Directive:
Copy out every line of the material below that contains the string "window". Treat case as significant.

Dataset items:
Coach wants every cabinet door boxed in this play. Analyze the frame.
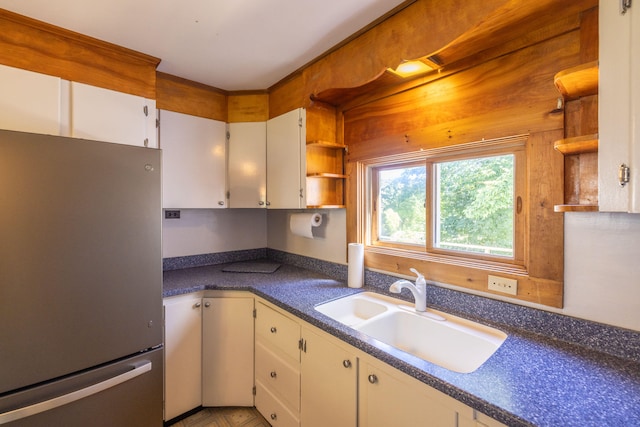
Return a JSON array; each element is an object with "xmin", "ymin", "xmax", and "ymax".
[
  {"xmin": 598, "ymin": 1, "xmax": 640, "ymax": 212},
  {"xmin": 267, "ymin": 108, "xmax": 307, "ymax": 209},
  {"xmin": 300, "ymin": 328, "xmax": 356, "ymax": 427},
  {"xmin": 164, "ymin": 297, "xmax": 202, "ymax": 421},
  {"xmin": 0, "ymin": 65, "xmax": 62, "ymax": 135},
  {"xmin": 202, "ymin": 297, "xmax": 253, "ymax": 406},
  {"xmin": 359, "ymin": 359, "xmax": 457, "ymax": 427},
  {"xmin": 70, "ymin": 82, "xmax": 158, "ymax": 148},
  {"xmin": 228, "ymin": 122, "xmax": 267, "ymax": 208},
  {"xmin": 160, "ymin": 110, "xmax": 227, "ymax": 209}
]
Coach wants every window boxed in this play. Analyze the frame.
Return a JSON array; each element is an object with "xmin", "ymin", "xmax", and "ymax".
[
  {"xmin": 433, "ymin": 154, "xmax": 515, "ymax": 258},
  {"xmin": 361, "ymin": 138, "xmax": 526, "ymax": 266},
  {"xmin": 373, "ymin": 164, "xmax": 427, "ymax": 246}
]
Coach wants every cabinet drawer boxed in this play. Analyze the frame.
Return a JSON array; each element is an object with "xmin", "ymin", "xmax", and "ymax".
[
  {"xmin": 256, "ymin": 341, "xmax": 300, "ymax": 412},
  {"xmin": 256, "ymin": 381, "xmax": 300, "ymax": 427},
  {"xmin": 256, "ymin": 302, "xmax": 300, "ymax": 362}
]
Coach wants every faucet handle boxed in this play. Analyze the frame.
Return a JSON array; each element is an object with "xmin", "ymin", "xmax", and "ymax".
[{"xmin": 409, "ymin": 268, "xmax": 427, "ymax": 286}]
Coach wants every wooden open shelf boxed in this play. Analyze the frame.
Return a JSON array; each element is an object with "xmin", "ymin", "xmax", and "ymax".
[
  {"xmin": 553, "ymin": 205, "xmax": 598, "ymax": 212},
  {"xmin": 553, "ymin": 133, "xmax": 598, "ymax": 155},
  {"xmin": 553, "ymin": 61, "xmax": 599, "ymax": 212},
  {"xmin": 553, "ymin": 61, "xmax": 598, "ymax": 100},
  {"xmin": 307, "ymin": 140, "xmax": 347, "ymax": 208}
]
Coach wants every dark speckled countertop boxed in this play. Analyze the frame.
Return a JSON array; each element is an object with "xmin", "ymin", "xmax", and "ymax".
[{"xmin": 164, "ymin": 260, "xmax": 640, "ymax": 427}]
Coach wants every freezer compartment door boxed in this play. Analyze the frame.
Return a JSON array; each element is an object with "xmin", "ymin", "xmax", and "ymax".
[
  {"xmin": 0, "ymin": 348, "xmax": 163, "ymax": 427},
  {"xmin": 0, "ymin": 131, "xmax": 162, "ymax": 394}
]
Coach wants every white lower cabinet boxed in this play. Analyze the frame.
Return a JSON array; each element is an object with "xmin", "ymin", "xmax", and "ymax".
[
  {"xmin": 164, "ymin": 294, "xmax": 202, "ymax": 420},
  {"xmin": 164, "ymin": 292, "xmax": 254, "ymax": 421},
  {"xmin": 255, "ymin": 300, "xmax": 504, "ymax": 427},
  {"xmin": 164, "ymin": 291, "xmax": 504, "ymax": 427},
  {"xmin": 202, "ymin": 296, "xmax": 254, "ymax": 406},
  {"xmin": 359, "ymin": 357, "xmax": 458, "ymax": 427},
  {"xmin": 300, "ymin": 326, "xmax": 358, "ymax": 427},
  {"xmin": 255, "ymin": 301, "xmax": 300, "ymax": 427}
]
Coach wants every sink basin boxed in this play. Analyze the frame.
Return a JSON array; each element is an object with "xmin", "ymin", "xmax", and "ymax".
[
  {"xmin": 316, "ymin": 292, "xmax": 507, "ymax": 373},
  {"xmin": 316, "ymin": 292, "xmax": 387, "ymax": 326}
]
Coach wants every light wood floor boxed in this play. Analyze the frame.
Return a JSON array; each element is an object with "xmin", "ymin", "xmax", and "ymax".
[{"xmin": 171, "ymin": 408, "xmax": 269, "ymax": 427}]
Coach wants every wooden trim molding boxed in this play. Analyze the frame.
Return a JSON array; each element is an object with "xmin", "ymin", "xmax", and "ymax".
[
  {"xmin": 0, "ymin": 9, "xmax": 160, "ymax": 99},
  {"xmin": 156, "ymin": 71, "xmax": 228, "ymax": 122}
]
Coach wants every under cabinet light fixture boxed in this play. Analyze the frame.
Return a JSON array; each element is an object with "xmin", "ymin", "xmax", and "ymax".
[{"xmin": 388, "ymin": 60, "xmax": 435, "ymax": 78}]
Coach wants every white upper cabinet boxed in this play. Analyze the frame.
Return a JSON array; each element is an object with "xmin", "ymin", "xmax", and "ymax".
[
  {"xmin": 227, "ymin": 122, "xmax": 267, "ymax": 208},
  {"xmin": 69, "ymin": 82, "xmax": 158, "ymax": 148},
  {"xmin": 160, "ymin": 110, "xmax": 227, "ymax": 209},
  {"xmin": 267, "ymin": 108, "xmax": 307, "ymax": 209},
  {"xmin": 598, "ymin": 1, "xmax": 640, "ymax": 213},
  {"xmin": 0, "ymin": 65, "xmax": 62, "ymax": 135}
]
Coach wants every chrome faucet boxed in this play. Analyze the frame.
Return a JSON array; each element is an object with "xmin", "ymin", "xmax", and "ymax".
[{"xmin": 389, "ymin": 268, "xmax": 427, "ymax": 311}]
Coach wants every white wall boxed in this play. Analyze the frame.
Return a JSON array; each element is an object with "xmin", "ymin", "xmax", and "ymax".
[
  {"xmin": 267, "ymin": 209, "xmax": 347, "ymax": 264},
  {"xmin": 162, "ymin": 209, "xmax": 267, "ymax": 258},
  {"xmin": 163, "ymin": 209, "xmax": 640, "ymax": 331},
  {"xmin": 562, "ymin": 212, "xmax": 640, "ymax": 331}
]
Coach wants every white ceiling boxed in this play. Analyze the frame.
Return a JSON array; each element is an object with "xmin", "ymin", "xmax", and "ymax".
[{"xmin": 0, "ymin": 0, "xmax": 404, "ymax": 91}]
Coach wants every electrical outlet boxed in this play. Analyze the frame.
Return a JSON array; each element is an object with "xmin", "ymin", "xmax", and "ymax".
[{"xmin": 489, "ymin": 275, "xmax": 518, "ymax": 295}]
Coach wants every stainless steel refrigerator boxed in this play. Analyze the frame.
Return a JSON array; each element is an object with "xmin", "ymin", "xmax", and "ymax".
[{"xmin": 0, "ymin": 131, "xmax": 163, "ymax": 427}]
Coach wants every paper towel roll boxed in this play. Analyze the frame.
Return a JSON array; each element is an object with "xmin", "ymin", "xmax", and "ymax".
[
  {"xmin": 289, "ymin": 213, "xmax": 322, "ymax": 239},
  {"xmin": 347, "ymin": 243, "xmax": 364, "ymax": 288}
]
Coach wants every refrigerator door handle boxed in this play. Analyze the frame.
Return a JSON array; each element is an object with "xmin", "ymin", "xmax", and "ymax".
[{"xmin": 0, "ymin": 362, "xmax": 151, "ymax": 424}]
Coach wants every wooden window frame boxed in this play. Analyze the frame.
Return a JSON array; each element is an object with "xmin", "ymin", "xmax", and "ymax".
[{"xmin": 356, "ymin": 135, "xmax": 528, "ymax": 275}]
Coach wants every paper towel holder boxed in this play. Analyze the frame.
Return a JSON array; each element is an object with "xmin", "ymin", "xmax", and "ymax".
[{"xmin": 289, "ymin": 211, "xmax": 326, "ymax": 239}]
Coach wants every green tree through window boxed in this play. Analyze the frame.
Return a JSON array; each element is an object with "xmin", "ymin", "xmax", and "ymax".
[
  {"xmin": 376, "ymin": 154, "xmax": 515, "ymax": 257},
  {"xmin": 434, "ymin": 155, "xmax": 515, "ymax": 256}
]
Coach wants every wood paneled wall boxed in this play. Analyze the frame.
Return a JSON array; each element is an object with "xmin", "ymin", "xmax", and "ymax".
[
  {"xmin": 0, "ymin": 9, "xmax": 160, "ymax": 99},
  {"xmin": 156, "ymin": 72, "xmax": 228, "ymax": 122},
  {"xmin": 342, "ymin": 8, "xmax": 597, "ymax": 307}
]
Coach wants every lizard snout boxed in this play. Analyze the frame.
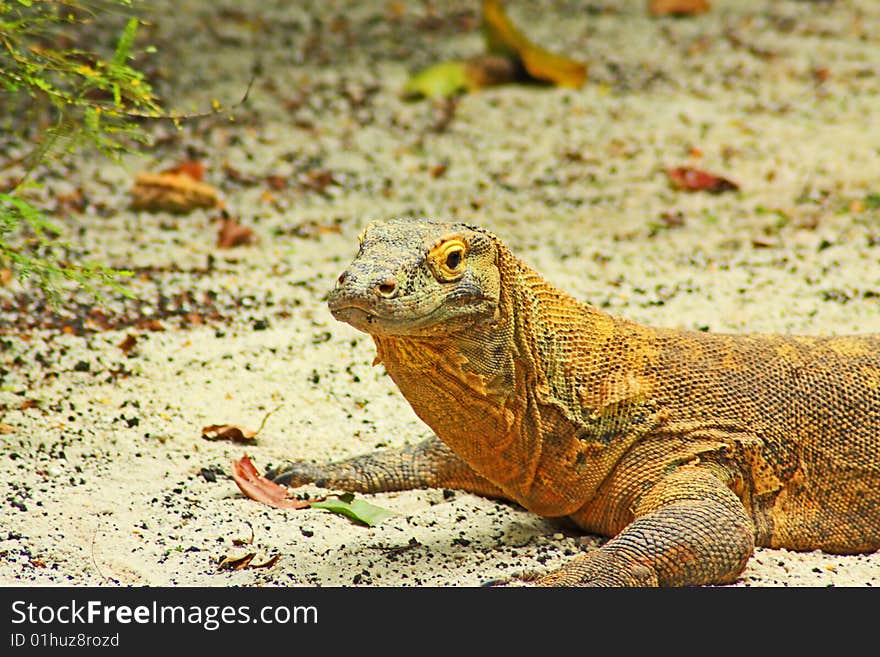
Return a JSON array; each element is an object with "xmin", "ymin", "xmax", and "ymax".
[{"xmin": 330, "ymin": 267, "xmax": 400, "ymax": 306}]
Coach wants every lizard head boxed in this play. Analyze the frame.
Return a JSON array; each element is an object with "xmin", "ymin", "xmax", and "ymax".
[{"xmin": 328, "ymin": 219, "xmax": 501, "ymax": 337}]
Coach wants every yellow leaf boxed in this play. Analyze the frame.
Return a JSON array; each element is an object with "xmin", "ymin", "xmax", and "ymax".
[{"xmin": 483, "ymin": 0, "xmax": 587, "ymax": 88}]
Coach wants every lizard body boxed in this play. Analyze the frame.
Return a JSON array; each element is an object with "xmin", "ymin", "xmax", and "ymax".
[{"xmin": 276, "ymin": 220, "xmax": 880, "ymax": 585}]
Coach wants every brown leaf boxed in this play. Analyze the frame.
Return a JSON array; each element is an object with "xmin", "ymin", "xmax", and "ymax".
[
  {"xmin": 250, "ymin": 554, "xmax": 281, "ymax": 568},
  {"xmin": 162, "ymin": 160, "xmax": 205, "ymax": 181},
  {"xmin": 116, "ymin": 333, "xmax": 137, "ymax": 354},
  {"xmin": 135, "ymin": 318, "xmax": 165, "ymax": 332},
  {"xmin": 648, "ymin": 0, "xmax": 709, "ymax": 16},
  {"xmin": 666, "ymin": 167, "xmax": 739, "ymax": 194},
  {"xmin": 217, "ymin": 217, "xmax": 257, "ymax": 249},
  {"xmin": 131, "ymin": 173, "xmax": 222, "ymax": 214},
  {"xmin": 217, "ymin": 552, "xmax": 257, "ymax": 570},
  {"xmin": 202, "ymin": 424, "xmax": 257, "ymax": 443},
  {"xmin": 232, "ymin": 456, "xmax": 316, "ymax": 509},
  {"xmin": 483, "ymin": 0, "xmax": 587, "ymax": 88}
]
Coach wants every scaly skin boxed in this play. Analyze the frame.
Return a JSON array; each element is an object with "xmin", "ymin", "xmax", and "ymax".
[{"xmin": 276, "ymin": 220, "xmax": 880, "ymax": 586}]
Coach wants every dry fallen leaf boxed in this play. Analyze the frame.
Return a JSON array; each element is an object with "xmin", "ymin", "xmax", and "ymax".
[
  {"xmin": 666, "ymin": 167, "xmax": 739, "ymax": 194},
  {"xmin": 217, "ymin": 217, "xmax": 257, "ymax": 249},
  {"xmin": 116, "ymin": 333, "xmax": 137, "ymax": 354},
  {"xmin": 648, "ymin": 0, "xmax": 709, "ymax": 16},
  {"xmin": 403, "ymin": 0, "xmax": 587, "ymax": 98},
  {"xmin": 162, "ymin": 160, "xmax": 205, "ymax": 181},
  {"xmin": 249, "ymin": 554, "xmax": 281, "ymax": 568},
  {"xmin": 483, "ymin": 0, "xmax": 587, "ymax": 88},
  {"xmin": 232, "ymin": 456, "xmax": 315, "ymax": 509},
  {"xmin": 217, "ymin": 552, "xmax": 257, "ymax": 570},
  {"xmin": 131, "ymin": 173, "xmax": 221, "ymax": 214},
  {"xmin": 202, "ymin": 424, "xmax": 257, "ymax": 443}
]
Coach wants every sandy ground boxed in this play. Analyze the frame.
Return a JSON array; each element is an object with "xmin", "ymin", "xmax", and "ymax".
[{"xmin": 0, "ymin": 0, "xmax": 880, "ymax": 586}]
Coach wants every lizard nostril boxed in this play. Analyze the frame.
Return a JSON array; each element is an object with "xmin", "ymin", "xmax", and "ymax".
[{"xmin": 376, "ymin": 280, "xmax": 397, "ymax": 299}]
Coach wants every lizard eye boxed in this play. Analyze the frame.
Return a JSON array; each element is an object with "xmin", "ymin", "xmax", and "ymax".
[{"xmin": 428, "ymin": 237, "xmax": 467, "ymax": 282}]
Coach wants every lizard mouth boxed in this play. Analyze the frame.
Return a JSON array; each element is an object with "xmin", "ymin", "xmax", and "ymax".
[{"xmin": 327, "ymin": 297, "xmax": 498, "ymax": 335}]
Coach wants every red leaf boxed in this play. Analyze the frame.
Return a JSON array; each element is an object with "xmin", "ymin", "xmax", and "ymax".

The response:
Coach wants every window boxed in this play. Analyze the frame.
Coach wants every wooden window frame boxed in this play. Analyze the frame.
Coach wants every green tree through window boxed in this play. Analyze the frame.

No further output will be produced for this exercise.